Selected passage:
═══

Magnet therapy involves applying a magnet to or near the skin to improve a condition, such as pain. Magnet therapy is thought to be effective due to the variety of electromagnetic fields that occur naturally within the body, such as nervous transmissions, as well as related muscle contractions which are associated with magnetic activity. The heart generates the largest magnetic field within the body.
It was once thought that abnormal magnetic fields in the body might result in certain disease states, and that magnets help to make these magnetic fields normal again. Magnets may also have some effect on charged molecules in the blood and throughout other areas of the body.
Although the jury is out as to whether or not magnet therapy can truly be effective in reducing pain, many chronic pain sufferers that have used it strongly believe that it is, and some studies have shown that it may offer some relief.
For example, a University of Washington study focused on people with multiple sclerosis using a PEMF (pulsed electromagnetic field therapy) device and found there were significant improvements in symptoms like pain, hand control, bladder control and muscle spasticity.

═══

Referring expression pointing data:
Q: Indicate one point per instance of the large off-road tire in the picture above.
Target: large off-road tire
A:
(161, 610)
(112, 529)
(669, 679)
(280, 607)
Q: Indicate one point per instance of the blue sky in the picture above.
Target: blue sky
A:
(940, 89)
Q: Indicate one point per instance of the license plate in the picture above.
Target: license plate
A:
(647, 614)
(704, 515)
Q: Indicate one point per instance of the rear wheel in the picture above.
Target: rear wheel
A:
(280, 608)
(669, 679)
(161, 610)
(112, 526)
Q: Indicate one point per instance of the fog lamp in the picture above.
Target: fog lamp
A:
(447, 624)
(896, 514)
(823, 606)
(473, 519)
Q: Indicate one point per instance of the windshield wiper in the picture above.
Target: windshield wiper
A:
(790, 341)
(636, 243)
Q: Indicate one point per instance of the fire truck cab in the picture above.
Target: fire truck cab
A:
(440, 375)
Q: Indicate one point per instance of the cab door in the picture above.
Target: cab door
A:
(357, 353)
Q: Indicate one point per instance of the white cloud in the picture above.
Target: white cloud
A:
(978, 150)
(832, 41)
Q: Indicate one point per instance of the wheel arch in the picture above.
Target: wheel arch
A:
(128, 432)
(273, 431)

═══

What to produce: Continue the passage on magnet therapy for pain, picking up after its last sentence. The listing has no connection to the magnet therapy passage.

Answer for this exercise:
In another small study of 80 women who underwent breast augmentation surgery, by the third postoperative day, those who received PEMF therapy reported significantly less discomfort and used fewer pain medications than those who received a placebo.
Osteoarthritis patients have also experienced significant pain reduction using magnet therapy. Three studies including a total of over 350 people suggested that pulsed electromagnetic field therapy can improve symptoms of this painful health condition.
Yet another recent study found that of 176 people who received eight sessions of either a placebo type treatment or real treatment using extremely low-frequency pulsed electromagnetic fields for treatment of knee osteoarthritis, the ones who received the real treatment found much greater pain reduction.
Magnet therapy, sometimes called magnetic therapy, has also been found to be effective through scientific research for conditions like myofascial pain syndrome and fibromyalgia.
This type of therapy still has many skeptics, noting that these studies were based on a very small number of participants and do not prove that it is effective for pain or any other health condition. Most point out that there are many variables that still need to be studied, like the strength of the magnet, frequency of use, type of magnet and how long it is used.
For a number of centuries now, many people suffering from a variety of health conditions have insisted that it does work, while experts insist that those who receive benefits are really only experiencing a placebo effect. Of course, the “experts” could very well be wrong, which would certainly not be the first or the last time in the field of medicine.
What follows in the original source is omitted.